##### Given text

Movements that had been building along the primary fault lines of the 1960s—the Vietnam War, the Cold War, civil rights, human rights, youth culture—exploded with force in 1968. The aftershocks registered both in America and abroad for decades afterward.

Legend:

Civil rights

Gender equality

Vietnam War

Student movements

January 15

January 15
AP

At age 87, Jeannette Rankin, who as a congresswoman from Montana voted against U.S. participation in both world wars, leads some 5,000 women on a march in Washington, D.C. to protest the Vietnam War. The event highlights generational, political and class differences among the marchers but gives the growing women’s movement a motto: “Sisterhood Is Powerful.”

January 20

Game of the Century! Top-ranked UCLA, led by the future Kareem Abdul-Jabbar, faces second-ranked University of Houston, led by Elvin Hayes, at the Astrodome. Houston snaps UCLA’s 47-game winning streak, 71-69, in the first NCAA basketball game to be nationally televised in prime time—the granddaddy of March Madness.

January 20
Matthew Twombly

January 22

Rowan & Martin’s Laugh-In” debuts as an NBC-TV series and, over six seasons, sets a standard for sketch comedy unmatched until NBC’s “Saturday Night Live” launches in 1975.

January 23

North Korea seizes the USS Pueblo, claiming the surveillance ship strayed into its waters. One U.S. crewman is killed and 82 others are imprisoned; an 11-month standoff with the United States follows.

January 30

January 30
AP

North Vietnamese communists launch the Tet Offensive. The assault contradicts the Johnson administration’s claims that the communist forces are weak and the U.S.-backed south is winning the war.

February 1

February 1
Getty Images

Memphis sanitation workers Echol Cole and Robert Walker are crushed to death by a malfunctioning garbage truck. Their deaths lead to a strike that becomes a civil rights movement.

February 7

After a battle for the Vietnamese village of Ben Tre, an American officer tells Associated Press reporter Peter Arnett, "It became necessary to destroy the town in order to save it."

The quotation, printed in newspapers nationwide, becomes a catchphrase for opponents of the Vietnam War.

February 8

At the South Carolina State campus, police open fire on students protesting segregation at Orangeburg’s only bowling alley. Three protesters die and 27 more are wounded. Nine officers are tried and acquitted of charges related to the use of force. A protest coordinator is convicted of inciting to riot, serves seven months in prison—and is pardoned 25 years later.

February 27

February 27
Matthew Twombly

Walter Cronkite, in a CBS-TV special on his recent tour of Vietnam, says the U.S. war effort is “mired in stalemate” and amplifies public skepticism of the war.

February 29

The report of the Kerner Commission, appointed by President Lyndon B. Johnson to examine the causes of race riots in American cities in previous years, declares the nation is..."moving toward two societies, one black, one white--seperate and unequal."

##########

What this exercise asks
A – Reproduce the 1968 timeline text between "Rowan & Martin’s" and "launches in 1975.", inclusive.
B – According to the 1968 timeline, what was the final score when Houston beat UCLA at the Astrodome?

##### Information given

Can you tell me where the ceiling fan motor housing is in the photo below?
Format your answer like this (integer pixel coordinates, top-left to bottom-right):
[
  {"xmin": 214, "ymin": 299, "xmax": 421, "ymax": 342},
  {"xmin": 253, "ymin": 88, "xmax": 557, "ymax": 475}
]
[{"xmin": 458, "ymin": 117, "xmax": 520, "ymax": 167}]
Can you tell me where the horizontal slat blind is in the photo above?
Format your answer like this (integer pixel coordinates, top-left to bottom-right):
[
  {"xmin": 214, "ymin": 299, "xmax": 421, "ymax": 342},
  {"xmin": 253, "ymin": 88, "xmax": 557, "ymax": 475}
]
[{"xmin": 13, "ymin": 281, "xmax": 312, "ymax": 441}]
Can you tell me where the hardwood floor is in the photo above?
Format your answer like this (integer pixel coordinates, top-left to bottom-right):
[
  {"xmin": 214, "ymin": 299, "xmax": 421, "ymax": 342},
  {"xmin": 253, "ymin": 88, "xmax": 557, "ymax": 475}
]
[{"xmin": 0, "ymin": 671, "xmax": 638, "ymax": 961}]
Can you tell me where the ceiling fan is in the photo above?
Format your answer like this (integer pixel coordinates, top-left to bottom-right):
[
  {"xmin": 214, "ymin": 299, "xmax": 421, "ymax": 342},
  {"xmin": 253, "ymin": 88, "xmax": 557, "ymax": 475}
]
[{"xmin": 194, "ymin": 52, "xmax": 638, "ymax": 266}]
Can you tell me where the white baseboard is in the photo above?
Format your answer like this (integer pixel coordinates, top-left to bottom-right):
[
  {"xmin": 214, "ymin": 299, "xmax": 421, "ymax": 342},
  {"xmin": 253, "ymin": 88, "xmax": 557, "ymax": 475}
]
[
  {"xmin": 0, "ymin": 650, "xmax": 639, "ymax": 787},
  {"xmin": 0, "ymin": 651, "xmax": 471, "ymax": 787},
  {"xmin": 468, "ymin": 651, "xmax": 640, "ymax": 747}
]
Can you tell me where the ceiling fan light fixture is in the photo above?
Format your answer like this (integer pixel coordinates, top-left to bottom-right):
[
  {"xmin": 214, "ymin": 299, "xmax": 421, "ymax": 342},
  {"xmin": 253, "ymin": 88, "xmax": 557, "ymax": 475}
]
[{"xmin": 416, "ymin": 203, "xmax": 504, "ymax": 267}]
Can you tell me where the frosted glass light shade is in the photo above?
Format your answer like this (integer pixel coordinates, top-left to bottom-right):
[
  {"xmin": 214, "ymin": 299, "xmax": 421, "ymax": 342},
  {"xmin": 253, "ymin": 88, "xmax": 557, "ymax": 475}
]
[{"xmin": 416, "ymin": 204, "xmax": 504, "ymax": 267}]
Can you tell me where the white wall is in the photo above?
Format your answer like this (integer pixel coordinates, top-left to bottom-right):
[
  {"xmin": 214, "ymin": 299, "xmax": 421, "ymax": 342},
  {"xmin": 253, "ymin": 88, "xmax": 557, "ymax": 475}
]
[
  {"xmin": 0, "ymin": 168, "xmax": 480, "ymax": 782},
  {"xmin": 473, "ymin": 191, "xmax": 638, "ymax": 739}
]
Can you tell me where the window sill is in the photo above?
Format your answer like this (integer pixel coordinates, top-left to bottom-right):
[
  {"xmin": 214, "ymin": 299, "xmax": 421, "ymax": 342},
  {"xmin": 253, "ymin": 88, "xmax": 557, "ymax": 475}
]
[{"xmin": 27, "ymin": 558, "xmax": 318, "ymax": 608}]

##########
##### Information given

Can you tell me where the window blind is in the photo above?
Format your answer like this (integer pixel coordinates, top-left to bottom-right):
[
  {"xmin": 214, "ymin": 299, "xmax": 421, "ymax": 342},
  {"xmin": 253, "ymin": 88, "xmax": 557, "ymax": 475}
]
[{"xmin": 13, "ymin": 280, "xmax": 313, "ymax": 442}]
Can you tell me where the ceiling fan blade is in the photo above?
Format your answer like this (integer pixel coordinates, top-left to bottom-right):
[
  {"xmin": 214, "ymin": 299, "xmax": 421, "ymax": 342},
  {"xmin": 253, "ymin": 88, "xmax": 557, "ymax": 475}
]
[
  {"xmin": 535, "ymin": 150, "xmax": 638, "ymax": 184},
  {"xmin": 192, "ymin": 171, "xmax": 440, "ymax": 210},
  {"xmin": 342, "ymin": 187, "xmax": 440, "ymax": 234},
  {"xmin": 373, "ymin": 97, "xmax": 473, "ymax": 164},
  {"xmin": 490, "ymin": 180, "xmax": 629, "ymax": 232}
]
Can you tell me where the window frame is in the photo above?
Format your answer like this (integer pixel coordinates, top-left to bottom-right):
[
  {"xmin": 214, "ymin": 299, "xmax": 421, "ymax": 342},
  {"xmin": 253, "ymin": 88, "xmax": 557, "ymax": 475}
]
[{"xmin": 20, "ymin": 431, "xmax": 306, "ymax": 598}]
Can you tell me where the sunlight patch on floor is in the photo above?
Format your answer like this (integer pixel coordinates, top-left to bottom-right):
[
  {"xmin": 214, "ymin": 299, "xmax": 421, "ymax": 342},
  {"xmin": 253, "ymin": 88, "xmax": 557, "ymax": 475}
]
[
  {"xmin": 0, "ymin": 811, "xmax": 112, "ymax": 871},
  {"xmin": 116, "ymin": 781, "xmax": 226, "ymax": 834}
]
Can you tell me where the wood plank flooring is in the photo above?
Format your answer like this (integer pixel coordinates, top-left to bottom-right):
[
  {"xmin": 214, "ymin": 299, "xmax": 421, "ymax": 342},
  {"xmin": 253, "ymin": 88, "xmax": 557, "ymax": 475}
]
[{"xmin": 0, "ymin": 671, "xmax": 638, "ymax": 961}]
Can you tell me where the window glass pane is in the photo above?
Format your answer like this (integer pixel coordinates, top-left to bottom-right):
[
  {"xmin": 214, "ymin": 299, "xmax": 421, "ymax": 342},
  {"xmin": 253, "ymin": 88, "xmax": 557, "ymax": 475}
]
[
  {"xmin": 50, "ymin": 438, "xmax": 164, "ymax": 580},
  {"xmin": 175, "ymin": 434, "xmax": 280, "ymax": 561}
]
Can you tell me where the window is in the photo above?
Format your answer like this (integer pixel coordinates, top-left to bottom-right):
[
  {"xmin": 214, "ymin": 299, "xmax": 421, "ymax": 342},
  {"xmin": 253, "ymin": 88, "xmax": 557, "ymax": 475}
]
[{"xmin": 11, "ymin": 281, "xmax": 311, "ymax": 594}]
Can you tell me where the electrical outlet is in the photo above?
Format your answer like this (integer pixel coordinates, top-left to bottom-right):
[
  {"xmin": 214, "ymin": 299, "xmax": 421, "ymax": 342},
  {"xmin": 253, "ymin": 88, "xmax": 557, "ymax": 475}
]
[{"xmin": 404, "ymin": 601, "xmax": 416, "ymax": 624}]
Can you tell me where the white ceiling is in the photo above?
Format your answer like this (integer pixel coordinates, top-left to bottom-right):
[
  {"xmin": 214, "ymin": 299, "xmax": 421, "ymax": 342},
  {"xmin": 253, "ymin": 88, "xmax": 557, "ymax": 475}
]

##########

Solved problems
A –
Rowan & Martin’s Laugh-In” debuts as an NBC-TV series and, over six seasons, sets a standard for sketch comedy unmatched until NBC’s “Saturday Night Live” launches in 1975.

B – 71-69